## Data items
━━━━━━━━━━━━━━━━

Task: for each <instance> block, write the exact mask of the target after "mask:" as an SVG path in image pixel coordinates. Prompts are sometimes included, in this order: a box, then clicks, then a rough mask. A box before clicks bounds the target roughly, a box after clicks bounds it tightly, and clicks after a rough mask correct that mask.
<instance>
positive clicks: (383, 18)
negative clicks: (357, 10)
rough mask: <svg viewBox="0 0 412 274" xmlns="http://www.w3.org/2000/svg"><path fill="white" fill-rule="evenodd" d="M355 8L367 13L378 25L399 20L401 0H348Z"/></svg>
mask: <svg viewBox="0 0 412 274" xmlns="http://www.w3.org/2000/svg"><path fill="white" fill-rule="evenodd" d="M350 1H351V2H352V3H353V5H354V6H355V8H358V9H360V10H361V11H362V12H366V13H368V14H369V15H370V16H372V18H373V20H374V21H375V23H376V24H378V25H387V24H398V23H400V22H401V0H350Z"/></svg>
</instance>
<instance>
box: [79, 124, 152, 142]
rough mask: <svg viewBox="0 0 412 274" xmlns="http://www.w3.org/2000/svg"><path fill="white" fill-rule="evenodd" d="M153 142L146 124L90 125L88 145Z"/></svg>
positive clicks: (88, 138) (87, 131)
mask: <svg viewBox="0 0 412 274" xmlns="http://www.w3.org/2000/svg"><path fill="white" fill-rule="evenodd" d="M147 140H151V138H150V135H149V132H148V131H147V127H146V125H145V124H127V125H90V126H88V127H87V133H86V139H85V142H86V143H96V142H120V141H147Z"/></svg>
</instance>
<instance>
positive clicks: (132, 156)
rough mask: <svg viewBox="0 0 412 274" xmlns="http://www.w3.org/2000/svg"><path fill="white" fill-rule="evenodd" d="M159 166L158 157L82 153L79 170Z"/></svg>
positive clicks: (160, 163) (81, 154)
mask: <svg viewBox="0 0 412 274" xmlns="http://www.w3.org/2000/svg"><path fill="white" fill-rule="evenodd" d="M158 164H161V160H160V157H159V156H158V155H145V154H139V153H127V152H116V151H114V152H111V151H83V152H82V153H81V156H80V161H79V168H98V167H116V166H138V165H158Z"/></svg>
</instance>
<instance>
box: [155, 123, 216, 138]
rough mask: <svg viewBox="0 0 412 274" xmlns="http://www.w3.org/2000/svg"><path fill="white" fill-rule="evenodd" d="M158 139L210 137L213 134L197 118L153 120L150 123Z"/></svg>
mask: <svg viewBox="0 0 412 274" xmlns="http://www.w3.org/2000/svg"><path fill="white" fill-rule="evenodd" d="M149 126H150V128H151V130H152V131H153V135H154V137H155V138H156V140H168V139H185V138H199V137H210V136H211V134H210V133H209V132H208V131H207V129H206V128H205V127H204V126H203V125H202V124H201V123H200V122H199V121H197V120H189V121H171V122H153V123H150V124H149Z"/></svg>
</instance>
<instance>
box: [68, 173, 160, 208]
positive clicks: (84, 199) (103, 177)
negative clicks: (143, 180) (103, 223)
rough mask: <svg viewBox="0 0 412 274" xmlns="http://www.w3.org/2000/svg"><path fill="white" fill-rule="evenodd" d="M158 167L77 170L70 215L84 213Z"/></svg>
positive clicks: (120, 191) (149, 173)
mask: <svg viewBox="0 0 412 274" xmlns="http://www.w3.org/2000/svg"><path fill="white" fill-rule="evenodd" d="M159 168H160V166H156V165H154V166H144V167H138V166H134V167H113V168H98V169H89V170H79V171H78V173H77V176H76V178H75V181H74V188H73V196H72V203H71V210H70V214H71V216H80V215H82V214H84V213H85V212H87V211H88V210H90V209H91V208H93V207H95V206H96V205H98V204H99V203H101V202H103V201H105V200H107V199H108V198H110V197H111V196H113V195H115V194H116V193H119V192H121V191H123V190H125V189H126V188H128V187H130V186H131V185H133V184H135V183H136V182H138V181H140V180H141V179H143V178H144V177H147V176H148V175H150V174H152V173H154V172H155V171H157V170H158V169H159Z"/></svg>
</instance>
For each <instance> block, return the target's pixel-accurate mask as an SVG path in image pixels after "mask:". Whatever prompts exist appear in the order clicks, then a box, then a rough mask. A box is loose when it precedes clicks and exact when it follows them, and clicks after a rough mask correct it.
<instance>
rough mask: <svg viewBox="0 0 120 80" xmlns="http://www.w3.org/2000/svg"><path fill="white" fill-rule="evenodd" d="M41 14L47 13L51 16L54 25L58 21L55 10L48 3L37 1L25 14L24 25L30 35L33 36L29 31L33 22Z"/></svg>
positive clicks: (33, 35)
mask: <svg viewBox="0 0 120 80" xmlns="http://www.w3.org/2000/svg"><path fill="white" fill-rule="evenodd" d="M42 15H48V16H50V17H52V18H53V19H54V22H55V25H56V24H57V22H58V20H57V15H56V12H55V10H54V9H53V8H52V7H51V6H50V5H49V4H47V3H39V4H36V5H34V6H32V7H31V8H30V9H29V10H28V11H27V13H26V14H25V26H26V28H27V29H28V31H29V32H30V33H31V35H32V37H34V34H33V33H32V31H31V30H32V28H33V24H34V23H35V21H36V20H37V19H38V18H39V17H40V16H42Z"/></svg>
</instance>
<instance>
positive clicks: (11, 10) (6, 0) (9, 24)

━━━━━━━━━━━━━━━━

## WORK ITEM
Switch every "rough mask" in the data items above to "coarse mask", and write all the lines out again with everything else left the same.

## ANSWER TO THE PROBLEM
Task: for each <instance> block, write the exact mask of the target after "mask:" as an SVG path in image pixel coordinates. Prompts are sometimes included, in this order: a box, then clicks, then a coarse mask. A box before clicks bounds the target roughly, a box after clicks bounds it tightly, and clicks after a coarse mask correct that mask.
<instance>
positive clicks: (383, 18)
negative clicks: (357, 10)
coarse mask: <svg viewBox="0 0 412 274" xmlns="http://www.w3.org/2000/svg"><path fill="white" fill-rule="evenodd" d="M355 8L367 13L378 25L399 20L401 0H348Z"/></svg>
mask: <svg viewBox="0 0 412 274" xmlns="http://www.w3.org/2000/svg"><path fill="white" fill-rule="evenodd" d="M350 1H351V2H352V3H353V5H354V6H355V8H358V9H360V10H361V11H362V12H366V13H368V14H369V15H370V16H372V18H373V20H374V21H375V23H376V24H378V25H387V24H398V23H400V22H401V0H350Z"/></svg>
</instance>
<instance>
box: [79, 124, 152, 142]
coarse mask: <svg viewBox="0 0 412 274" xmlns="http://www.w3.org/2000/svg"><path fill="white" fill-rule="evenodd" d="M153 142L146 124L90 125L88 145Z"/></svg>
positive clicks: (88, 138) (87, 131)
mask: <svg viewBox="0 0 412 274" xmlns="http://www.w3.org/2000/svg"><path fill="white" fill-rule="evenodd" d="M147 140H151V138H150V135H149V132H148V131H147V127H146V125H145V124H127V125H90V126H88V127H87V133H86V139H85V142H86V143H96V142H120V141H147Z"/></svg>
</instance>
<instance>
positive clicks: (132, 156)
coarse mask: <svg viewBox="0 0 412 274" xmlns="http://www.w3.org/2000/svg"><path fill="white" fill-rule="evenodd" d="M159 166L158 157L82 153L79 170Z"/></svg>
positive clicks: (160, 163) (81, 154)
mask: <svg viewBox="0 0 412 274" xmlns="http://www.w3.org/2000/svg"><path fill="white" fill-rule="evenodd" d="M158 164H161V160H160V157H159V156H158V155H145V154H139V153H127V152H116V151H114V152H111V151H83V152H82V153H81V156H80V161H79V168H98V167H116V166H138V165H158Z"/></svg>
</instance>
<instance>
box: [155, 123, 216, 138]
coarse mask: <svg viewBox="0 0 412 274" xmlns="http://www.w3.org/2000/svg"><path fill="white" fill-rule="evenodd" d="M158 139L210 137L213 134L197 118L153 120L150 123Z"/></svg>
mask: <svg viewBox="0 0 412 274" xmlns="http://www.w3.org/2000/svg"><path fill="white" fill-rule="evenodd" d="M149 126H150V128H151V130H152V131H153V135H154V137H155V138H156V140H168V139H185V138H199V137H210V136H211V134H210V133H209V132H208V131H207V129H206V128H205V127H204V126H203V125H202V124H201V123H200V122H199V121H197V120H189V121H171V122H153V123H150V124H149Z"/></svg>
</instance>
<instance>
box: [68, 173, 160, 208]
positive clicks: (84, 199) (103, 177)
negative clicks: (143, 180) (103, 223)
coarse mask: <svg viewBox="0 0 412 274" xmlns="http://www.w3.org/2000/svg"><path fill="white" fill-rule="evenodd" d="M158 167L77 170L70 215L84 213Z"/></svg>
positive clicks: (120, 191) (149, 173)
mask: <svg viewBox="0 0 412 274" xmlns="http://www.w3.org/2000/svg"><path fill="white" fill-rule="evenodd" d="M159 168H160V166H156V165H154V166H144V167H138V166H134V167H113V168H98V169H89V170H79V171H78V173H77V176H76V178H75V181H74V188H73V196H72V203H71V210H70V214H71V216H80V215H82V214H84V213H85V212H87V211H88V210H90V209H91V208H93V207H95V206H96V205H98V204H99V203H101V202H103V201H105V200H107V199H108V198H110V197H111V196H113V195H115V194H116V193H119V192H121V191H123V190H125V189H126V188H128V187H130V186H131V185H133V184H135V183H136V182H138V181H140V180H141V179H143V178H144V177H147V176H148V175H150V174H152V173H154V172H155V171H157V170H158V169H159Z"/></svg>
</instance>
For each <instance> block, return the target's pixel-accurate mask as an SVG path in image pixels after "mask:". Whatever prompts exist appear in the order clicks, then a box, then a coarse mask. A box is loose when it precedes clicks and exact when it follows them, and clicks after a coarse mask correct it.
<instance>
coarse mask: <svg viewBox="0 0 120 80" xmlns="http://www.w3.org/2000/svg"><path fill="white" fill-rule="evenodd" d="M41 14L47 13L51 16L54 25L58 21L55 10L48 3L37 1L25 14L24 25L30 35L33 36L29 31L33 22Z"/></svg>
positive clicks: (33, 35)
mask: <svg viewBox="0 0 120 80" xmlns="http://www.w3.org/2000/svg"><path fill="white" fill-rule="evenodd" d="M42 15H48V16H50V17H52V18H53V19H54V22H55V25H56V24H57V22H58V20H57V15H56V12H55V10H54V9H53V8H52V7H51V6H50V5H49V4H47V3H39V4H36V5H34V6H32V7H31V8H30V9H29V10H28V11H27V13H26V14H25V26H26V28H27V29H28V31H29V32H30V33H31V35H32V37H34V34H33V33H32V31H31V30H32V28H33V24H34V23H35V21H36V20H37V19H38V18H39V17H40V16H42Z"/></svg>
</instance>
<instance>
positive clicks: (11, 10) (6, 0) (9, 24)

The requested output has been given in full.